**What is asked**
Reproduce the records below in full and without edits, omitting images.

(Recorded data)

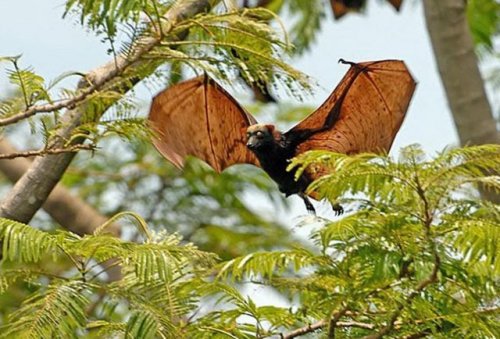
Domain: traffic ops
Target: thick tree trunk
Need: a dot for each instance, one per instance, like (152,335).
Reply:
(34,187)
(458,66)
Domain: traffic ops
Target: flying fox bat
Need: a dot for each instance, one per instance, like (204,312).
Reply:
(363,114)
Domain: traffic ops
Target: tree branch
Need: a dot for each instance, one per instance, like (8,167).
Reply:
(68,210)
(32,190)
(45,151)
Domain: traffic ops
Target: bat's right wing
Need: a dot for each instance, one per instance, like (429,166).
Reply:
(363,113)
(199,118)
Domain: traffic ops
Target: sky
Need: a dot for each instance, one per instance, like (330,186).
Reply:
(53,45)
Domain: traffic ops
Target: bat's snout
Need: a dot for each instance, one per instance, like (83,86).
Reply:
(251,145)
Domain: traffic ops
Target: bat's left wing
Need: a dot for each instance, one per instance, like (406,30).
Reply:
(363,113)
(199,118)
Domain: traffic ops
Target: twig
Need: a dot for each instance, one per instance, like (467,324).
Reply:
(333,322)
(46,172)
(45,151)
(306,329)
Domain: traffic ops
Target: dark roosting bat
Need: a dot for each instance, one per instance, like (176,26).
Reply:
(363,114)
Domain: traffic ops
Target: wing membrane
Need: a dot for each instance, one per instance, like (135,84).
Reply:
(368,107)
(199,118)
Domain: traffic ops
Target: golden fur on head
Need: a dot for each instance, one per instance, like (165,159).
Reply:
(266,129)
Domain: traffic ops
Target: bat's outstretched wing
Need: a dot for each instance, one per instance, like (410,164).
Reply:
(199,118)
(364,112)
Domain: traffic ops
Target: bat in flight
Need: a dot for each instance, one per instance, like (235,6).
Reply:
(198,117)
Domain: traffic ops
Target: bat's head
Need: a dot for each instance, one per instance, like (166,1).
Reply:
(260,137)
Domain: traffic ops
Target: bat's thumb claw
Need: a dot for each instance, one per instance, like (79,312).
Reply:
(337,209)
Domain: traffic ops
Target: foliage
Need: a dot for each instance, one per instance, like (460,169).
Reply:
(484,21)
(418,255)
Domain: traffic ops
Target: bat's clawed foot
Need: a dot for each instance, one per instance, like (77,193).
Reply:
(337,209)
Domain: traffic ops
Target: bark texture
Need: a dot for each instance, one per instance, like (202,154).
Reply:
(68,210)
(33,188)
(458,66)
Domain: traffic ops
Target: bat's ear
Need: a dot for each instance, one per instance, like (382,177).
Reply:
(276,134)
(270,128)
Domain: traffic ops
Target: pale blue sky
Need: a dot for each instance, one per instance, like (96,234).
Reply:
(53,46)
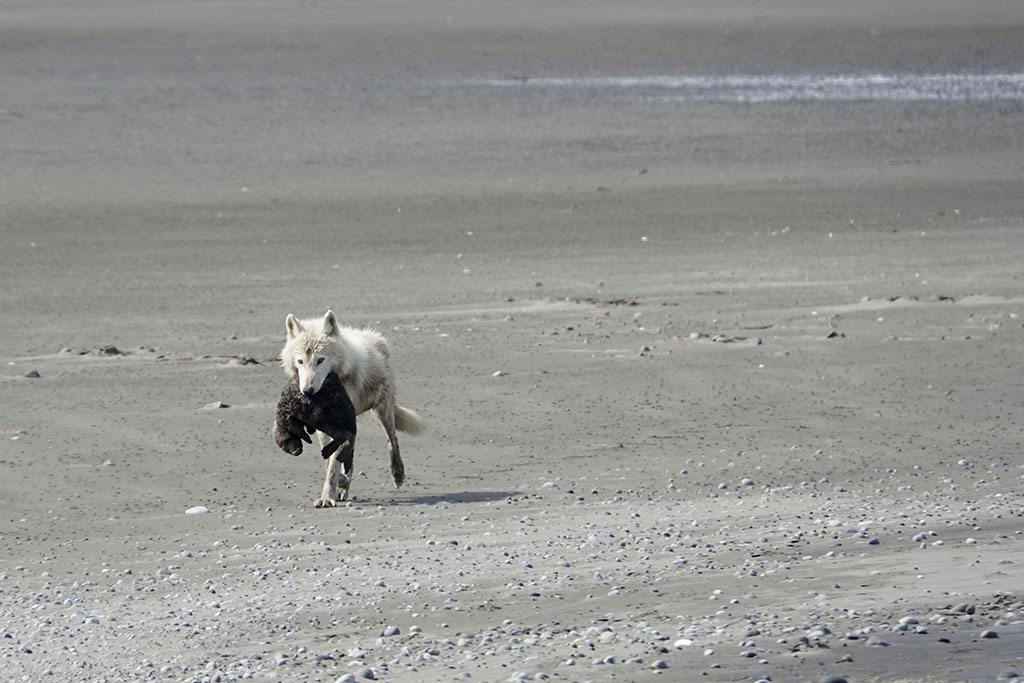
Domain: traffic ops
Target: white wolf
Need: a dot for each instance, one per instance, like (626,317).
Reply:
(314,348)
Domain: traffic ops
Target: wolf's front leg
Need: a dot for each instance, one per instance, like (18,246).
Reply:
(335,480)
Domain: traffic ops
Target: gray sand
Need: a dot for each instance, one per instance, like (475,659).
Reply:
(646,456)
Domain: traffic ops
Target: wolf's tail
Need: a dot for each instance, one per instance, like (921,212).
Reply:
(408,421)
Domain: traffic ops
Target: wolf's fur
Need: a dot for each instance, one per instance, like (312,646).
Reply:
(314,348)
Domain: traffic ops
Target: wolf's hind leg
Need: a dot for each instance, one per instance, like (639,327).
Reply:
(385,413)
(336,481)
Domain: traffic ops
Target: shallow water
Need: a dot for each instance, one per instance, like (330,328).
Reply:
(787,87)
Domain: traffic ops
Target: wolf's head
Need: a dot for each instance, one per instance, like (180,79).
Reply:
(309,351)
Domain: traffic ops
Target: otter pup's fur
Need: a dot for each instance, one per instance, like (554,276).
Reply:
(329,411)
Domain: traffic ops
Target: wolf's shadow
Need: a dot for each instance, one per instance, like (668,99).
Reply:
(458,497)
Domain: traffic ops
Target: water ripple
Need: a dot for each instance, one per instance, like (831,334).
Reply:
(788,87)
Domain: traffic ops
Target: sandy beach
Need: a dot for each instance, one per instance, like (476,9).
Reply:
(715,313)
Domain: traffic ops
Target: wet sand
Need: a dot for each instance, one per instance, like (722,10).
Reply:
(715,390)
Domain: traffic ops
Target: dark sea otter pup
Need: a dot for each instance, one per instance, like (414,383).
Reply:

**Exercise result**
Domain: traffic ops
Target: thick tree trunk
Need: a dot for each instance, one per instance, like (152,335).
Reply:
(34,187)
(458,66)
Domain: traffic ops
Target: flying fox bat
Need: a dot for each instance, one per instance, like (204,312).
Reply:
(363,114)
Domain: traffic ops
Target: tree branch
Need: a dot for each instance, one per instance, like (8,167).
Reply:
(68,210)
(32,190)
(45,151)
Domain: traffic ops
Target: bat's right wing
Need: a dot for each instance, one per instance, like (429,166).
Reply:
(363,113)
(199,118)
Domain: traffic ops
Target: sky
Need: a dot for each instance, one per instance, like (330,186).
Reply:
(53,45)
Domain: traffic ops
Target: bat's snout
Need: a dot for each instance, one per instance, like (83,86).
Reply:
(251,145)
Domain: traffic ops
Target: bat's left wing
Need: a dot for each instance, one per instance, like (406,30).
Reply:
(363,113)
(199,118)
Domain: traffic ops
Target: twig
Need: a dot for each instance, one per instance, like (467,324).
Reply:
(333,322)
(46,172)
(45,151)
(306,329)
Domain: traffic ops
Target: dark roosting bat
Need: a dot for each instance, one per instance, like (176,26).
Reply:
(363,114)
Domain: traffic ops
Target: wing membrane
Need: a dot for each instance, one per instance, like (135,84).
Reply:
(368,107)
(199,118)
Domain: traffic ops
Target: golden fur on head
Need: a dot for each instance, one per instance, like (165,159).
Reply:
(266,129)
Domain: traffic ops
Target: bat's outstretched wing
Need: a dot for each instance, one per instance, like (410,164).
Reply:
(199,118)
(364,112)
Domain: traffic ops
Target: bat in flight
Need: a dot for each instance, one per instance, like (235,6).
Reply:
(198,117)
Domain: traffic ops
Target: bat's head
Need: a dot for each instance, one per instance, like (166,1).
Reply:
(260,137)
Domain: traffic ops
Target: bat's thumb claw
Need: a dot for each instance, one per instance, like (79,312).
Reply:
(337,209)
Domain: traffic ops
Target: foliage
Need: a dot for each instance, one per instance, like (460,169).
Reply:
(484,21)
(418,255)
Domain: traffic ops
Target: bat's clawed foot
Need: a dot for each instance, one per instance, like (77,193).
Reply:
(337,209)
Domain: traffic ops
Target: bark texture
Need: a dot for each instance, one per instance, like (202,154).
Reply:
(68,210)
(33,188)
(458,66)
Domain: traffic ops
Target: bat's ear
Need: a dot for each instance, one per instance, like (382,177).
Reply:
(276,134)
(270,128)
Domain: traffic ops
Target: pale blue sky
Need: a dot for each instance, one per instance, like (96,234).
Reply:
(53,46)
Domain: traffic ops
Target: white wolf
Need: a dot for each instance, one per instance, like (626,317).
Reply:
(314,348)
Domain: traffic ops
Target: wolf's front leg
Need: a dot for each instance, one per instance, like (18,246).
Reply:
(335,480)
Domain: traffic ops
Target: gray sand
Need: a dot for each instance, one per instance, like (475,659).
Reply:
(646,456)
Domain: traffic ops
Target: wolf's tail
Need: a dot for each instance, one per instance, like (921,212).
Reply:
(408,421)
Domain: traffic ops
Target: wolf's fur
Need: a dot for each instance, one per instance, like (312,646).
Reply:
(314,348)
Domain: traffic ops
Target: wolf's hind leg
Need: a dot for each instance, one per instance, like (639,327).
Reply:
(385,413)
(336,481)
Domain: traffic ops
Target: shallow water
Need: a dot for each instance, one per instance, like (330,328).
Reply:
(787,87)
Domain: traffic ops
Target: wolf's head
Need: a dot for each instance, one per instance, like (180,79).
Reply:
(309,351)
Domain: traffic ops
Target: otter pup's fur
Need: a dot for each instance, one per instance, like (554,276).
Reply:
(329,411)
Domain: traffic ops
Target: wolf's shadow
Need: a dot for each instance, one per instance, like (668,99).
Reply:
(458,497)
Domain: traffic ops
Target: water ripple
Need: a dot for each instance, one per instance, like (831,334).
Reply:
(788,87)
Domain: traffic ops
Target: sandy beach
Need: a dot for each instance, one per instance, like (476,9).
Reply:
(715,313)
Domain: traffic ops
Target: wet sand
Need: a dot for each instance, one per instance, like (722,10).
Reply:
(715,390)
Domain: traffic ops
Target: dark sea otter pup
Need: a dot for each instance, one per instance, like (414,383).
Reply:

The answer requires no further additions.